TEXTE ->
_ _ _ _ _ _ _

Vu les autres pièces du dossier.

Vu :

- le code général des impôts et le livre des procédures fiscales ;

- le code de justice administrative.

Les parties ont été régulièrement averties du jour de l'audience.

Ont été entendus au cours de l'audience publique :

- le rapport de M. Jean-François Papin, premier conseiller,

- les conclusions de M. Jean-Philippe Arruebo-Mannier, rapporteur public,

- et les observations de Me Guey Balgairies, représentant la SARL Orange Expression, ainsi que celles de M. A..., gérant de cette société.

Considérant ce qui suit :

1. La société à responsabilité limitée (SARL) Orange Expression exploitait, à Lille, un fonds de commerce de restauration traditionnelle, spécialisé dans la cuisine italienne, qu'elle a revendu, le 24 mai 2011, à la SARL Do It, pour un prix de 100 000 euros. La SARL Orange Expression a fait l'objet d'une vérification de comptabilité, portant sur la période allant du 1er janvier 2011 au 31 décembre 2012. A l'issue de ce contrôle, le service a estimé que le prix conclu pour la cession, intervenue au cours de la période vérifiée, du fonds de commerce de la société avait été sous-évalué, dans une situation dans laquelle la valeur vénale de ce fonds pouvait, selon le service, être estimée à 752 759 euros. L'administration a, dans ces conditions, regardé cette cession comme procédant, pour la SARL Orange Expression, d'un acte anormal de gestion et a estimé qu'il y avait lieu d'en tirer les conséquences en ce qui concerne les bases de l'impôt sur les sociétés qui ont été assignées à cette société au titre de l'exercice clos en 2011. Par ailleurs, le service a considéré qu'il y avait lieu de mettre à la charge de la SARL Orange Expression des rappels de contribution sur les ventes de produits alimentaires au titre des exercices clos en 2011 et en 2012. Elle a fait connaître sa position sur ces points à cette société par une proposition de rectification qu'elle lui a adressée le 30 juin 2014. Les observations présentées par la SARL Orange Expression n'ayant pas amené le service à revoir son appréciation, la cotisation supplémentaire d'impôt sur les sociétés et les rappels de contribution sur les ventes de produits alimentaires résultant des rehaussements notifiés ont été mis en recouvrement le 2 octobre 2015, à hauteur des sommes respectives, en droits et pénalités, de 322 772 euros et de 1 401 euros. La commission départementale des impôts directs et des taxes sur le chiffre d'affaires, consultée à la demande de la SARL Orange Expression a émis, à l'issue de sa séance du 11 mai 2015, l'avis que la valeur vénale du fonds de commerce cédé devait être estimée à 300 000 euros. L'administration n'a cependant pas suivi cet avis et a décidé de fonder les suppléments d'impôt sur les sociétés contestés sur son évaluation initiale, à hauteur de 752 759 euros.

_ _ _ _ _ _ _

Entrées enregistrées
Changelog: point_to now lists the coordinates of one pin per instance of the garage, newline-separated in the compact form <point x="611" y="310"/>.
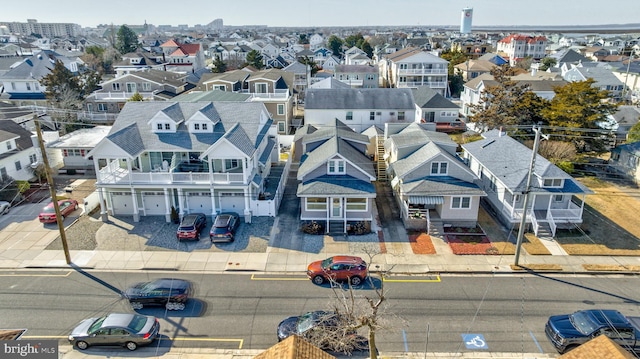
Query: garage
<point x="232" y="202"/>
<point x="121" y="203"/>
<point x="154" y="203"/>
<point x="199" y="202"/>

_ _ _ _ _ _ _

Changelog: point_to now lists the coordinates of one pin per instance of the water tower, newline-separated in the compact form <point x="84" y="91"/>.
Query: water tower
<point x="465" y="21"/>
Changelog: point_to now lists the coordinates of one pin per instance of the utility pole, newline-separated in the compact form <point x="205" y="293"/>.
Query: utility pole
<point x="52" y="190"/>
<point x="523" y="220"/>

_ _ _ _ _ _ _

TRAVAIL DEMANDÉ ->
1 > Relevez tous les montants exprimés en euros dans le texte, en ne citant qu'une fois ceux qui reviennent plusieurs fois.
2 > Transcrivez fidèlement le passage du texte qui commence par les mots « - le code de » et s'achève sur « de cette société. ».
Les entrées reproduites plus haut forment un matériau distinct du texte.

CORRIGÉS ->
1 >
- 100 000 euros
- 752 759 euros
- 322 772 euros
- 1 401 euros
- 300 000 euros

2 >
- le code de justice administrative.

Les parties ont été régulièrement averties du jour de l'audience.

Ont été entendus au cours de l'audience publique :

- le rapport de M. Jean-François Papin, premier conseiller,

- les conclusions de M. Jean-Philippe Arruebo-Mannier, rapporteur public,

- et les observations de Me Guey Balgairies, représentant la SARL Orange Expression, ainsi que celles de M. A..., gérant de cette société.